Stated goal | Rewrite the lines below, substituting "locator" for every "pointer" and changing nothing else. Omit the pictures from your answer.

╭─ Entries provided

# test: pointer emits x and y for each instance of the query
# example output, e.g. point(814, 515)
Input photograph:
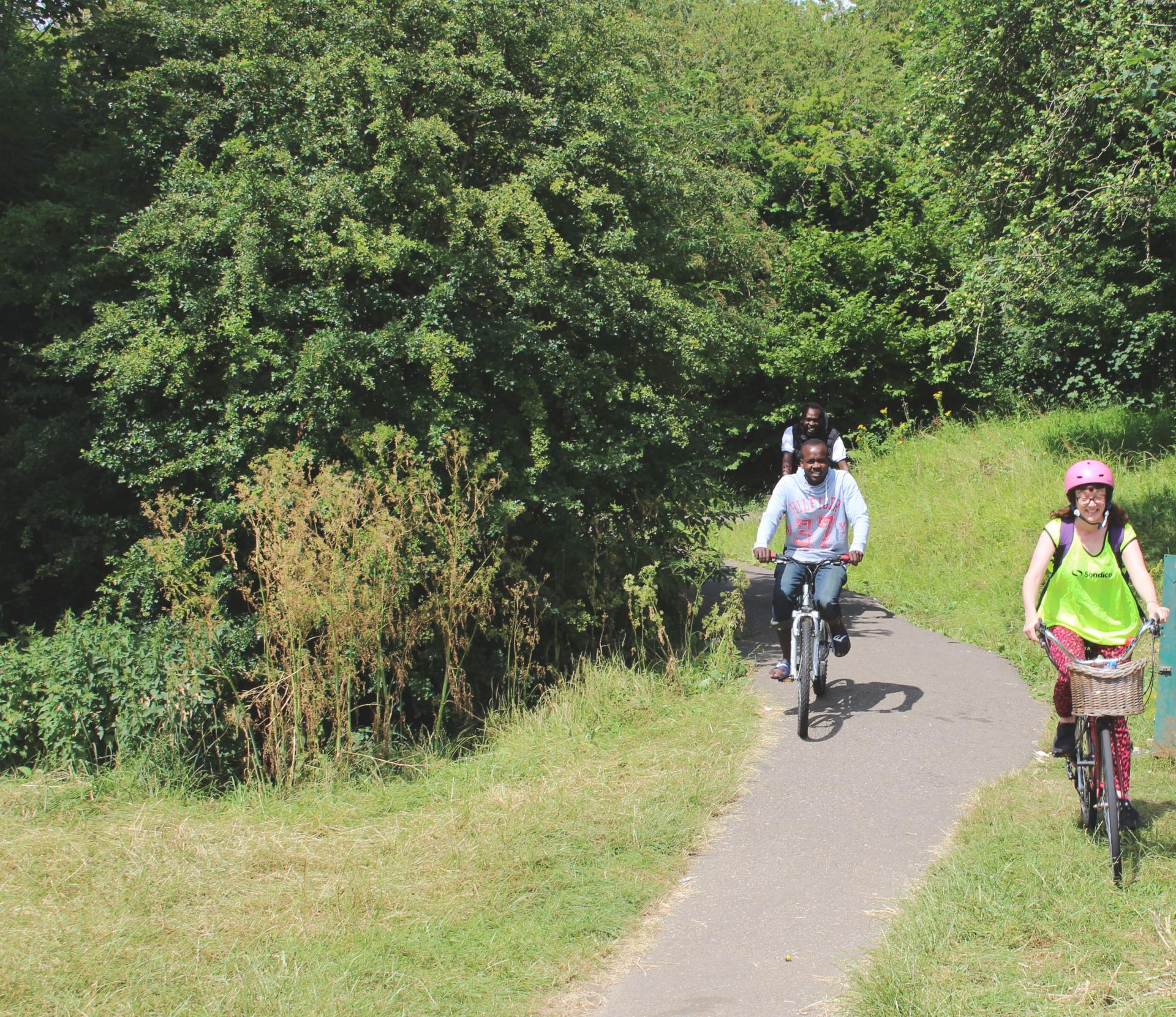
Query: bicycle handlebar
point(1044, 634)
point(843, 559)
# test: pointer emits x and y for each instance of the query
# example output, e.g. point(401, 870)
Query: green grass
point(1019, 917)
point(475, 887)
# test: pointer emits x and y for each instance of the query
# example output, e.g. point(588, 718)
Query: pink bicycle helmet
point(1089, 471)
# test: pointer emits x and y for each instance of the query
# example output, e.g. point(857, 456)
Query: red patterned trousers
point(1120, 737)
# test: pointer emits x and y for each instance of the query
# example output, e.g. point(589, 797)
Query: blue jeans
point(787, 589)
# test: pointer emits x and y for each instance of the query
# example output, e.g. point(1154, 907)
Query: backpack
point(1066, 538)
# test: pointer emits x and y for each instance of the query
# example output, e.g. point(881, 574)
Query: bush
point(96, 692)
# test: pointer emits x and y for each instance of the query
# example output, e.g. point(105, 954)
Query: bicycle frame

╰─

Solution to this problem |
# test: locator emits x and y for each instance of the query
# example output, e.g. point(814, 515)
Input photograph:
Query: bicycle handlebar
point(1044, 634)
point(843, 559)
# test: locator emits x and y for each instance of the query
# example output, e.g. point(401, 870)
Query: green grass
point(1019, 917)
point(475, 887)
# test: locator emits x and y for each instance of the query
# example output, e.g. point(588, 718)
Query: pink bicycle helmet
point(1089, 471)
# test: locator emits x and y for each instance of the query
# example output, e.g. point(857, 456)
Query: red patterned trousers
point(1120, 737)
# test: locator emits x and y for each instance of the query
# example output, e.g. point(589, 797)
Query: blue jeans
point(787, 589)
# test: locator emits x and y for each instance of the query
# example output, e.g. point(1154, 907)
Query: backpack
point(1066, 538)
# test: locator emits x and y for each instance of the query
# example output, e.g. point(881, 574)
Query: bush
point(96, 692)
# test: locator emits x and y for each instance of the query
# example output, e.g. point(105, 954)
Query: bicycle frame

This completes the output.